(Part of a data file)
** Begin **

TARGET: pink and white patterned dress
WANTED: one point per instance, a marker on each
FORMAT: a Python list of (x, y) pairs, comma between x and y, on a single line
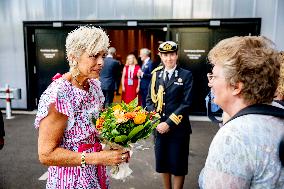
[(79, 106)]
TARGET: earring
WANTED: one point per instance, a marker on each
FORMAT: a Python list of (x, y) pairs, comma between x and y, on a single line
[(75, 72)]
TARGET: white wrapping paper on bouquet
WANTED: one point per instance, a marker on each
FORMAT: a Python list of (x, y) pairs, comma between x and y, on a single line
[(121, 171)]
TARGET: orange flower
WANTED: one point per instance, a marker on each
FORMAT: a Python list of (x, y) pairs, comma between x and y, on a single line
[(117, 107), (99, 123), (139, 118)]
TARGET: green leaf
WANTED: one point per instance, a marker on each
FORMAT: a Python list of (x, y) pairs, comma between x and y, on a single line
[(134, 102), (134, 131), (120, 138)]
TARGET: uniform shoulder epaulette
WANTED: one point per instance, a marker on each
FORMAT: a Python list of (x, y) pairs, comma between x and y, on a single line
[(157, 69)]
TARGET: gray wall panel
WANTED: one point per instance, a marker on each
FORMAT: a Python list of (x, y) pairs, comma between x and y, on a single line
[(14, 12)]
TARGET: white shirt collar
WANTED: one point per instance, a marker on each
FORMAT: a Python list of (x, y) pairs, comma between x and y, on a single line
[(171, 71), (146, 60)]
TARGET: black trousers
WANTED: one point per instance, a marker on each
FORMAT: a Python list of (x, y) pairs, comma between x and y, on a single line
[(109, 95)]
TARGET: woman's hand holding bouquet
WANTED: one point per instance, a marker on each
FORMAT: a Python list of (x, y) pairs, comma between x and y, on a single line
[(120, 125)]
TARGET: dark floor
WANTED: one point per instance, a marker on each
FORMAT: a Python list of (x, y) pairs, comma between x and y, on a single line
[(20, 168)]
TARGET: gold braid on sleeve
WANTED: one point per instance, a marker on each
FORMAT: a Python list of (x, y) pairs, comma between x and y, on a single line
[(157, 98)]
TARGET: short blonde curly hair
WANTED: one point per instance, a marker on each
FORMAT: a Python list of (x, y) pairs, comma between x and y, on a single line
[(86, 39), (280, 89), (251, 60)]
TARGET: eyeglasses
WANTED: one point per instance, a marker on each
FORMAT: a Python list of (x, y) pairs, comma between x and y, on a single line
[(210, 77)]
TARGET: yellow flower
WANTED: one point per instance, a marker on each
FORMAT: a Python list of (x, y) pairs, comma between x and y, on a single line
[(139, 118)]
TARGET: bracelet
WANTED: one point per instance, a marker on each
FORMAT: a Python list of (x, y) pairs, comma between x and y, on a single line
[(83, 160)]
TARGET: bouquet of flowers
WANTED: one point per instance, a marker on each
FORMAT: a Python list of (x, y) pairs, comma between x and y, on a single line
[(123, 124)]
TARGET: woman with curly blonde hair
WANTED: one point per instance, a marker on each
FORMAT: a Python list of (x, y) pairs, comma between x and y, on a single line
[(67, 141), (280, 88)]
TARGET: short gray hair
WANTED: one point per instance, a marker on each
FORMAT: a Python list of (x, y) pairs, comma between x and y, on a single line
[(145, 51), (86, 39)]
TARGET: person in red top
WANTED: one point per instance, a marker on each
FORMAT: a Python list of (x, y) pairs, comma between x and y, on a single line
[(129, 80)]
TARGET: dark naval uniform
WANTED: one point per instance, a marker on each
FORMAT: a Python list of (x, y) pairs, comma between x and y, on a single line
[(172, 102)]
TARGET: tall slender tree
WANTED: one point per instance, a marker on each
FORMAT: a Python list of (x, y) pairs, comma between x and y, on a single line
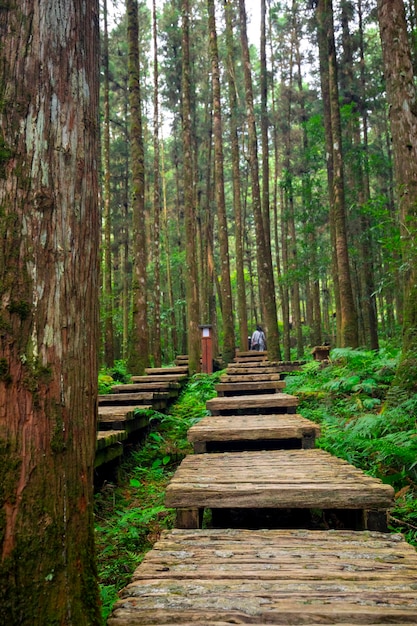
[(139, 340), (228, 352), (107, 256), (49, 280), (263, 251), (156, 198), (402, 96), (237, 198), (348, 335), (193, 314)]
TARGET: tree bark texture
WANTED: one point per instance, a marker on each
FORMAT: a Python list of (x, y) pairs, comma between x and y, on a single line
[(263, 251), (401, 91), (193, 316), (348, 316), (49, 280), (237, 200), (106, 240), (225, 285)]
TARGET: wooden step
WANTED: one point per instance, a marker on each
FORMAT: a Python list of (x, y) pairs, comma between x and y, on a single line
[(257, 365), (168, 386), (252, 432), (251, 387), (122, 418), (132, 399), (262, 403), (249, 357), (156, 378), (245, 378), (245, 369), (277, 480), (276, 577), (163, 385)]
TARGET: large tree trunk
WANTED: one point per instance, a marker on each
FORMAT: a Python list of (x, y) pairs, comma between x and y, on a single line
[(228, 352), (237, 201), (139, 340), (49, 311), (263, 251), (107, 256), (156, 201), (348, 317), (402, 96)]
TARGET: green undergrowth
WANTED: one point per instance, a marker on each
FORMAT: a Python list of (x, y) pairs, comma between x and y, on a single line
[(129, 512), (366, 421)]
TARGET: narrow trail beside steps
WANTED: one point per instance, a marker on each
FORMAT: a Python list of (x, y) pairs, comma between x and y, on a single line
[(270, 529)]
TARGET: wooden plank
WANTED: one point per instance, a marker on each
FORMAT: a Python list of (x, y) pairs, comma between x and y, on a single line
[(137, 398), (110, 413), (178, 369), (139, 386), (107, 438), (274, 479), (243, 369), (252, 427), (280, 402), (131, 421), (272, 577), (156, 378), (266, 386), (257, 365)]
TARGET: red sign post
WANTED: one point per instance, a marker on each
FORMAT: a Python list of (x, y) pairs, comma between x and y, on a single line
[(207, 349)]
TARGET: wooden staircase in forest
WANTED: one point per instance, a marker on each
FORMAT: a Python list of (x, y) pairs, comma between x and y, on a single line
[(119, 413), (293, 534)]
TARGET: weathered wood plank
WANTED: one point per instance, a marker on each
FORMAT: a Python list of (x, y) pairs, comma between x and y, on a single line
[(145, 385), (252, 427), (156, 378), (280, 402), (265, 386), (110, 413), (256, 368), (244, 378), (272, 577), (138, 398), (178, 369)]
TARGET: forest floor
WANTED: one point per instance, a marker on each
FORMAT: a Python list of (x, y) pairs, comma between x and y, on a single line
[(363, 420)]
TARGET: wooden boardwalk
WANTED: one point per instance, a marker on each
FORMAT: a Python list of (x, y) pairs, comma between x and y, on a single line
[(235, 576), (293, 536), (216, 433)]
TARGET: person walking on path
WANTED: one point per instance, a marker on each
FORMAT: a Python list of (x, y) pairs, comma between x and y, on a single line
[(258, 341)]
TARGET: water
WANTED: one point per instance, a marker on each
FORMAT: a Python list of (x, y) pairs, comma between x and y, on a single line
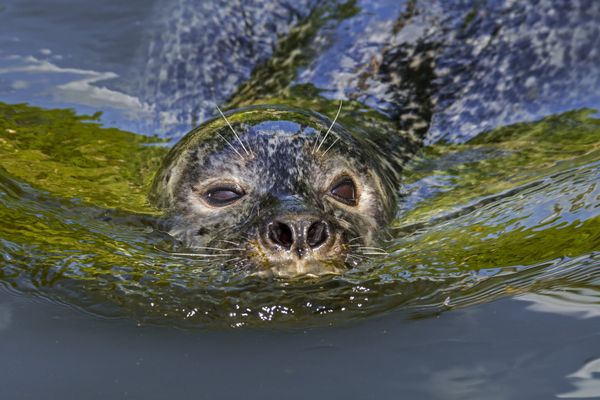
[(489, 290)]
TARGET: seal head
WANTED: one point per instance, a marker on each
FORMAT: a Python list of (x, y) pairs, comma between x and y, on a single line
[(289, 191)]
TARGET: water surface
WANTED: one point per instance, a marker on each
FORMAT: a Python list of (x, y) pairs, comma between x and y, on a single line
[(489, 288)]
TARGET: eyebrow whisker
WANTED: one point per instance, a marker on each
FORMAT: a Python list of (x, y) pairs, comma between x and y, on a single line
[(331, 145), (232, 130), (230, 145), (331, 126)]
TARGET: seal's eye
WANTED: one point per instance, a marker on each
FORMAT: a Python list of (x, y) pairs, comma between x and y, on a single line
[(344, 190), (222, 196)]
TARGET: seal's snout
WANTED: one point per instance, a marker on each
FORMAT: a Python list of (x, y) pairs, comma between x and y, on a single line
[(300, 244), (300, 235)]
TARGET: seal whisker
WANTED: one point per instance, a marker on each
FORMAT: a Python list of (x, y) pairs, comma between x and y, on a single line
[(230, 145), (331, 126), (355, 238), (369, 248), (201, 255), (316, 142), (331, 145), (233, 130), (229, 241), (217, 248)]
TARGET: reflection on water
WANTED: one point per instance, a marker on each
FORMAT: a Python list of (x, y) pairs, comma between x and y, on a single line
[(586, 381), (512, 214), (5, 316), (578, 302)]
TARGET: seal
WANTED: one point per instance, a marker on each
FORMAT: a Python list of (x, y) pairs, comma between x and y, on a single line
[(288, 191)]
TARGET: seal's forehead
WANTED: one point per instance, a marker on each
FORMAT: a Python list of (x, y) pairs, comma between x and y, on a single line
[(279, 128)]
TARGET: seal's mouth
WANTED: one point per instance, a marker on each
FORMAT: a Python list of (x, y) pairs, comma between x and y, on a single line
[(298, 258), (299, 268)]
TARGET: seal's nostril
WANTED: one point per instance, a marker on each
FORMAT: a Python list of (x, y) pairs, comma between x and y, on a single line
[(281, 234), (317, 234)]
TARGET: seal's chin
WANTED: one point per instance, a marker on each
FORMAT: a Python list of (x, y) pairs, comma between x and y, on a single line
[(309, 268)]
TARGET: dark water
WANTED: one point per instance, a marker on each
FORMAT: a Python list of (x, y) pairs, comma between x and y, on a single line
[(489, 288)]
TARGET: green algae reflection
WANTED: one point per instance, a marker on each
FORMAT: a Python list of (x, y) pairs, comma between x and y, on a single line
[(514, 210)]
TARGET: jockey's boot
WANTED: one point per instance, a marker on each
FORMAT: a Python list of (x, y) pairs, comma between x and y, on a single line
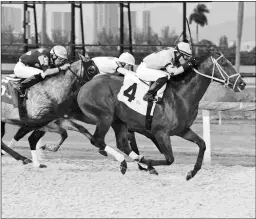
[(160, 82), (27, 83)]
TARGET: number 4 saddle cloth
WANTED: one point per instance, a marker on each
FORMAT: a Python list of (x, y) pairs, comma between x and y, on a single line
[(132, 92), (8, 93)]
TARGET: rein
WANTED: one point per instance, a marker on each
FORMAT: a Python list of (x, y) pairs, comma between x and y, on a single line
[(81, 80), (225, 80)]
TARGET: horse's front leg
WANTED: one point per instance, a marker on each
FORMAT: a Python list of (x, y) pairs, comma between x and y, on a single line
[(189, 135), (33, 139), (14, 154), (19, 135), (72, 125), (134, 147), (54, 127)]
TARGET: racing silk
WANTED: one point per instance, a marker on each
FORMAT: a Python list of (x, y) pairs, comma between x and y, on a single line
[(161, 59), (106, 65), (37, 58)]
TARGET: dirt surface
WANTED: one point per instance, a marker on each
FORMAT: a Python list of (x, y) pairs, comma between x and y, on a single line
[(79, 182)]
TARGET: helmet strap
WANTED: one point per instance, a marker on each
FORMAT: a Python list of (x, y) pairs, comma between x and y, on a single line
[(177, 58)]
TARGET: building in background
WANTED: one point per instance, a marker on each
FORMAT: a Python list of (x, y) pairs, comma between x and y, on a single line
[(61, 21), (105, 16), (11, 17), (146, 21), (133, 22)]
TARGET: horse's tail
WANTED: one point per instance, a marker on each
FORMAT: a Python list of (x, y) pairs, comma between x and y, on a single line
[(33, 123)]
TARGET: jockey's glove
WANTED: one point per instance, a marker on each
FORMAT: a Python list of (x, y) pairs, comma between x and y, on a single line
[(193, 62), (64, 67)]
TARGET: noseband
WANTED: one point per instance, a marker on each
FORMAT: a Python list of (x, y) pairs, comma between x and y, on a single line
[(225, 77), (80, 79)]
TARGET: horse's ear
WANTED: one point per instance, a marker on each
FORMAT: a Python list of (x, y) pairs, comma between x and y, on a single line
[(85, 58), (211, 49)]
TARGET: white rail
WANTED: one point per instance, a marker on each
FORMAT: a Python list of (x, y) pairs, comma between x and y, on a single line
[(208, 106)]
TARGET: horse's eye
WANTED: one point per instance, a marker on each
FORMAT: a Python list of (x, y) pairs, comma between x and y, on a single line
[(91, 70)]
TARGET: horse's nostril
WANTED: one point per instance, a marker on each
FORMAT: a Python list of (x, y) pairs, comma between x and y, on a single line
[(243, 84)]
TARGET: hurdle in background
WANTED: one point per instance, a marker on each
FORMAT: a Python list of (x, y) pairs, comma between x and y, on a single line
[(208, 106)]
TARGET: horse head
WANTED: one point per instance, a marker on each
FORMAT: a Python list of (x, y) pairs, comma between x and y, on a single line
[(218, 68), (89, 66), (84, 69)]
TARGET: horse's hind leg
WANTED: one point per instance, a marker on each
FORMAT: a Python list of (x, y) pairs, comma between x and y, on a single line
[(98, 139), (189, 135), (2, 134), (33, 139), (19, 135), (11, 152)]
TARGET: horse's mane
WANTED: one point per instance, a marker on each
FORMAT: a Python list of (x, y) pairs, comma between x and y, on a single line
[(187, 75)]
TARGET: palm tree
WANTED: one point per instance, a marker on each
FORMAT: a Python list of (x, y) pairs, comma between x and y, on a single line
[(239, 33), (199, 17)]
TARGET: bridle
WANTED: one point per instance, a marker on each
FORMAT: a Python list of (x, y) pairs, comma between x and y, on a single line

** End **

EXERCISE DIRECTIONS :: Format the lines from the line containing "TARGET: rein" to the line containing "147), (54, 127)]" as a JSON list of strings, one string per line, leaving out blank lines.

RESPONSE TO THIS TASK ::
[
  "TARGET: rein",
  "WANTED: one point per instance, a marker on each",
  "FORMAT: a Python list of (x, y) pairs, comma between x and y, on a single line",
  "[(81, 80), (225, 80)]",
  "TARGET: horse's front leg",
  "WANTED: one point per instance, a marker on each",
  "FORMAT: a Python list of (x, y) pairs, comma between x and y, on a single line",
  "[(189, 135), (33, 139), (14, 154), (19, 135), (72, 125), (134, 147), (54, 127)]"
]